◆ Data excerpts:
>>

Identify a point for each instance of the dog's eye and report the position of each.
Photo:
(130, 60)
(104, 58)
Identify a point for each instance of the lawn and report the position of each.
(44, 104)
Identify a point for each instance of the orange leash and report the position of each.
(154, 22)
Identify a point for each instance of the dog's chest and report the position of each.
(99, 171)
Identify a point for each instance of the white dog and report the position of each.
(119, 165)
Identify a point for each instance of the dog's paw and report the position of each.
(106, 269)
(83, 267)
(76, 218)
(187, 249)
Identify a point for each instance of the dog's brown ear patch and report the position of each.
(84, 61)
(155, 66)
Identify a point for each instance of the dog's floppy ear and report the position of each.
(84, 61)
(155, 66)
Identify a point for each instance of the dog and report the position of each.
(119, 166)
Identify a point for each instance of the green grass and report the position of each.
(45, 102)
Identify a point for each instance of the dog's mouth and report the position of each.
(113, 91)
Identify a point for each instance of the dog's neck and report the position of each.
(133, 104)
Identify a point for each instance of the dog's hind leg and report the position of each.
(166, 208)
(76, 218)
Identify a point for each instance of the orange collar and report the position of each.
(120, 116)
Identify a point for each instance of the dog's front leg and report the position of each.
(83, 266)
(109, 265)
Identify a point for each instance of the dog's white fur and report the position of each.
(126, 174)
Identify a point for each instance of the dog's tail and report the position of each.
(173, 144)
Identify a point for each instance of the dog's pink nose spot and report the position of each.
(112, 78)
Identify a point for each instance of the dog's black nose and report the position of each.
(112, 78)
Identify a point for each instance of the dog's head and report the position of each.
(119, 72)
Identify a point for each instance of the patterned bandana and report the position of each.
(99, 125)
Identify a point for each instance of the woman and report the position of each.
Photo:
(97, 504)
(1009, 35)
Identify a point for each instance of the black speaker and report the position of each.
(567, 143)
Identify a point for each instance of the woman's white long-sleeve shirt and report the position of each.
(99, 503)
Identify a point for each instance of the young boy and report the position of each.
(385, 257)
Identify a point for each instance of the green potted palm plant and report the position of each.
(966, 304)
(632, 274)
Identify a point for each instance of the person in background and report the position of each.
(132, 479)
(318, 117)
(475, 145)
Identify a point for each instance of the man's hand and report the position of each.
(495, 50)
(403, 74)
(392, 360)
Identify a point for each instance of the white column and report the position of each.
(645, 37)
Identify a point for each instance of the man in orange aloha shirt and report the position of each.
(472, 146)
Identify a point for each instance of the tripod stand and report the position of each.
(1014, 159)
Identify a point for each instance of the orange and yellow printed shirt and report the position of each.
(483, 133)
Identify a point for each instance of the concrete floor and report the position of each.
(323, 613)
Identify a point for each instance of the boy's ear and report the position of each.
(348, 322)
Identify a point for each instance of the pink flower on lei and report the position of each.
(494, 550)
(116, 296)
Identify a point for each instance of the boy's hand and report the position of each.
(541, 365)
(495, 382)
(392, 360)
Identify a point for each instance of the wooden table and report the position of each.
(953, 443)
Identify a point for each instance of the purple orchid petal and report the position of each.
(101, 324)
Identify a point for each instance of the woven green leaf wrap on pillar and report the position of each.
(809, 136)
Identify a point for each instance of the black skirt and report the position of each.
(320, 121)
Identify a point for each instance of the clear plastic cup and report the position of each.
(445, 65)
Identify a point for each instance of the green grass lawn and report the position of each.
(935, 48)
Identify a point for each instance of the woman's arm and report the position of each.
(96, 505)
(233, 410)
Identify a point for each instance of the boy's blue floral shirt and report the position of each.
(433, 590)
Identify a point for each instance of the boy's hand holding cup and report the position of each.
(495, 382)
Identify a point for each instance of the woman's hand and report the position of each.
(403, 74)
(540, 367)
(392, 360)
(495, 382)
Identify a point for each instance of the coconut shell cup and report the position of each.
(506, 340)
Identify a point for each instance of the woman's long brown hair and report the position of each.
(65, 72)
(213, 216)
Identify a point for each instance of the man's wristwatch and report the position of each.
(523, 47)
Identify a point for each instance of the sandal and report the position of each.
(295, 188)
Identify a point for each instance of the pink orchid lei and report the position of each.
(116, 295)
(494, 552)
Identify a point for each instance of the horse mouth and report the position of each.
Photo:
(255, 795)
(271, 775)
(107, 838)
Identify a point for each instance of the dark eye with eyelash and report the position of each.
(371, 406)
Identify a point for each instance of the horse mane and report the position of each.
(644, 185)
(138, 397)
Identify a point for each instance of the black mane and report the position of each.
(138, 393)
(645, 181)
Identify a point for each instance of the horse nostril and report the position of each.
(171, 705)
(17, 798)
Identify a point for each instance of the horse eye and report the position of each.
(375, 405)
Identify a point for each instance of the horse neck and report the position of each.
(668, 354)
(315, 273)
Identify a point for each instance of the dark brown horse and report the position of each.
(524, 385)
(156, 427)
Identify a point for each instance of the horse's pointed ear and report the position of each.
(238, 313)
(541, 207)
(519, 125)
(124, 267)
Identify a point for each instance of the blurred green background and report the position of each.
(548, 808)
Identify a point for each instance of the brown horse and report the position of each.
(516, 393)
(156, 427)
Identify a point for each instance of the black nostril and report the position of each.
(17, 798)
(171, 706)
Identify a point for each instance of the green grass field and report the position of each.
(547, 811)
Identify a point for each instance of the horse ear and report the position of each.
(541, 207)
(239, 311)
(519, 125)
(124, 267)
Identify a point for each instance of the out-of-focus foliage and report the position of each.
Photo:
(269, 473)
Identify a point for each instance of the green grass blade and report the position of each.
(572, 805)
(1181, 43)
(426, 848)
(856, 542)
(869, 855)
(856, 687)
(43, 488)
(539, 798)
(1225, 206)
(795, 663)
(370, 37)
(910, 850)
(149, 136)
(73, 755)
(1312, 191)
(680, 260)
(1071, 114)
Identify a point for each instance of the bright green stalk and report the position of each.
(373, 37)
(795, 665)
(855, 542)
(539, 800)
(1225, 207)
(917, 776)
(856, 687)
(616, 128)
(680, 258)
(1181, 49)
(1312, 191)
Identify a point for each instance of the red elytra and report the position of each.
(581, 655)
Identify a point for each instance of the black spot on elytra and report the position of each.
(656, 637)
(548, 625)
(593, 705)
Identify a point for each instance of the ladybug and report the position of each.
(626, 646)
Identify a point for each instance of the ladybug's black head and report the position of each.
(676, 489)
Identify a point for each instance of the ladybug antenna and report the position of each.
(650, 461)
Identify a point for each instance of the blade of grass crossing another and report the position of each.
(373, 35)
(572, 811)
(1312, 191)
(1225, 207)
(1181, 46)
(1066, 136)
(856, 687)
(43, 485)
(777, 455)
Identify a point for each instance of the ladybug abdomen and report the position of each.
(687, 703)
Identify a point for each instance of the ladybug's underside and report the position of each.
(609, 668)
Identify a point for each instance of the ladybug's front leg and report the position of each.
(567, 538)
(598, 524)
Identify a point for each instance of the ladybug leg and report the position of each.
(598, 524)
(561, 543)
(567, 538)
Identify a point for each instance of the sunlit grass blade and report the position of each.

<<

◆ What is expected: Every entry shown above should be transcribed without alteration.

◆ Problem solution:
Identify a point for each instance of the dog's eye and report the position of each.
Photo:
(130, 60)
(104, 58)
Identify a point for each instance of the lawn and report the position of each.
(44, 104)
Identify a point for each instance of the orange leash and report the position of each.
(154, 22)
Identify a point for each instance of the dog's chest and report the position of each.
(99, 171)
Identify a point for each instance of the white dog and report the position of each.
(119, 165)
Identify a point for each instance of the dog's paw and report the position of each.
(106, 269)
(83, 267)
(76, 218)
(187, 249)
Identify a point for each instance of the dog's brown ear patch and report the position of each.
(84, 61)
(155, 66)
Identify a point for each instance of the dog's floppy ear and report the position of each.
(84, 61)
(155, 66)
Identify a point for each instance of the dog and report the position of each.
(119, 166)
Identify a point for each instance of the green grass and report the position of each.
(45, 102)
Identify a point for each instance of the dog's mouth and report the position of each.
(113, 91)
Identify a point for each instance of the dog's neck and report the position of each.
(133, 104)
Identify a point for each instance of the dog's hind leg and report the position of each.
(166, 208)
(76, 218)
Identify a point for each instance of the orange collar and report the position of each.
(120, 116)
Identify a point for each instance of the dog's front leg and report the position of each.
(83, 266)
(109, 265)
Identify a point for each instance of the dog's white fur and report the position of each.
(126, 174)
Identify a point for each instance of the dog's tail and report the position of each.
(173, 144)
Identify a point for each instance of the dog's pink nose spot and report the position of each.
(112, 78)
Identify a point for each instance of the dog's black nose and report the position of each.
(112, 78)
Identify a point for each instance of the dog's head and report the position of each.
(119, 72)
Identify a point for each instance of the patterned bandana and report the position of each.
(99, 125)
Identify a point for each instance of the woman and report the position of each.
Photo:
(97, 504)
(1009, 35)
Identify a point for each instance of the black speaker and report the position of each.
(567, 143)
Identify a point for each instance of the woman's white long-sleeve shirt and report the position of each.
(99, 503)
Identify a point for each instance of the young boy and report the position of each.
(385, 257)
Identify a point for each instance of the green potted palm plant and report the position of each.
(966, 304)
(632, 274)
Identify a point for each instance of the person in background and report the position of each.
(132, 479)
(318, 117)
(475, 145)
Identify a point for each instance of the man's hand and report the position of each.
(495, 50)
(403, 74)
(392, 360)
Identify a point for each instance of the white column and report the position of each.
(645, 37)
Identify a point for each instance of the man in orange aloha shirt and report the position of each.
(472, 146)
Identify a point for each instance of the tripod stand and report the position of each.
(1014, 159)
Identify a point for each instance of the orange and yellow printed shirt and report the position of each.
(483, 133)
Identify a point for each instance of the concrete floor and report the position of each.
(323, 613)
Identify a point for each instance of the boy's ear and report the position of each.
(348, 322)
Identify a point for each instance of the pink flower on lei and report the position of each.
(494, 550)
(116, 296)
Identify a point for each instance of the boy's hand and report the position of each.
(541, 365)
(495, 382)
(392, 360)
Identify a point for each instance of the wooden table and report the position of each.
(953, 443)
Identify a point for each instance of the purple orchid petal and report the position of each.
(101, 324)
Identify a point for each instance of the woven green leaf wrap on pillar and report the position of each.
(809, 136)
Identify a point for each instance of the black skirt and report the position of each.
(320, 121)
Identify a point for each instance of the clear plastic cup and report the position of each.
(445, 65)
Identify a point for each instance of the green grass lawn and report the position of each.
(935, 48)
Identify a point for each instance of the woman's arm and report the position of each.
(96, 505)
(233, 410)
Identify a point for each instance of the boy's blue floral shirt and report the position of each.
(433, 590)
Identify a point for each instance of the boy's hand holding cup and report the position of each.
(495, 382)
Identify a point for each instance of the woman's hand and report the position of each.
(403, 74)
(540, 367)
(392, 360)
(495, 382)
Identify a point for each instance of the coconut shell cup and report the position of each.
(506, 340)
Identify a point for each instance of the woman's long brown hair and report the position of each.
(65, 72)
(213, 216)
Identify a point for each instance of the man's wristwatch and report the position of each.
(523, 47)
Identify a point for each instance of the sandal and report the position of each.
(295, 188)
Identify a point for each instance of the pink orchid lei and report the position of each.
(116, 295)
(494, 552)
Identify a point for each instance of the horse mouth and report the position of each.
Photo:
(255, 795)
(271, 775)
(107, 838)
Identify a point for each instance of the dark eye with eyelash and report the position of each.
(371, 406)
Identify a point for each instance of the horse mane and report the position of each.
(644, 185)
(138, 397)
Identify a point for each instance of the black mane and report the position of each.
(138, 393)
(645, 181)
Identify a point for each instance of the horse nostril and report the position of each.
(171, 705)
(17, 798)
Identify a point for each instance of the horse eye and report the position of each.
(375, 405)
Identify a point for each instance of the horse neck and report the position of each.
(668, 354)
(315, 273)
Identify a point for each instance of the dark brown horse and report the position of each.
(524, 385)
(156, 427)
Identify a point for each instance of the horse's pointed ear and report the position of each.
(238, 313)
(541, 207)
(519, 125)
(124, 267)
Identify a point for each instance of the blurred green background and report the position of each.
(548, 808)
Identify a point for each instance of the brown horse and report the position of each.
(516, 393)
(156, 427)
Identify a point for each instance of the black nostril and report the position of each.
(17, 798)
(171, 706)
Identify a point for each instance of the green grass field and report the position of each.
(547, 811)
Identify a point for each instance of the horse ear and report the position of each.
(541, 207)
(239, 311)
(519, 125)
(124, 267)
Identify a point for each instance of the out-of-focus foliage and report the position of each.
Photo:
(269, 473)
Identify a point for each instance of the green grass blade and report the position of each.
(572, 805)
(1181, 43)
(426, 848)
(856, 542)
(869, 855)
(856, 687)
(43, 488)
(539, 798)
(1225, 206)
(795, 663)
(370, 37)
(910, 850)
(149, 136)
(73, 755)
(1312, 191)
(680, 260)
(1071, 114)
Identify a point for each instance of the bright green stalk and report the position of each.
(373, 37)
(795, 665)
(855, 542)
(539, 800)
(1225, 207)
(917, 776)
(856, 687)
(616, 128)
(680, 258)
(1181, 49)
(1312, 191)
Identify a point for each instance of the red elytra and report the position of each.
(581, 655)
Identify a point for each instance of the black spot on elytra and report the position of each.
(656, 637)
(548, 625)
(593, 705)
Identify a point for each instance of the ladybug and report the position of each.
(626, 646)
Identify a point for each instance of the ladybug's black head and report the position of each.
(676, 489)
Identify a point for each instance of the ladybug antenna and report the position of each.
(650, 461)
Identify a point for each instance of the blade of grass crossing another and report the position of each.
(373, 35)
(572, 811)
(1312, 191)
(1225, 207)
(1181, 46)
(1066, 136)
(856, 687)
(43, 485)
(777, 455)
Identify a point for each instance of the ladybug abdomen and report the position of each.
(687, 703)
Identify a point for each instance of the ladybug's underside and report the position of each.
(609, 668)
Identify a point for each instance of the ladybug's front leg and report the position of each.
(567, 538)
(598, 524)
Identify a point for each instance of the ladybug leg and report the position of each.
(598, 524)
(561, 543)
(567, 538)
Identify a point for each instance of the sunlit grass blade and report the position of each.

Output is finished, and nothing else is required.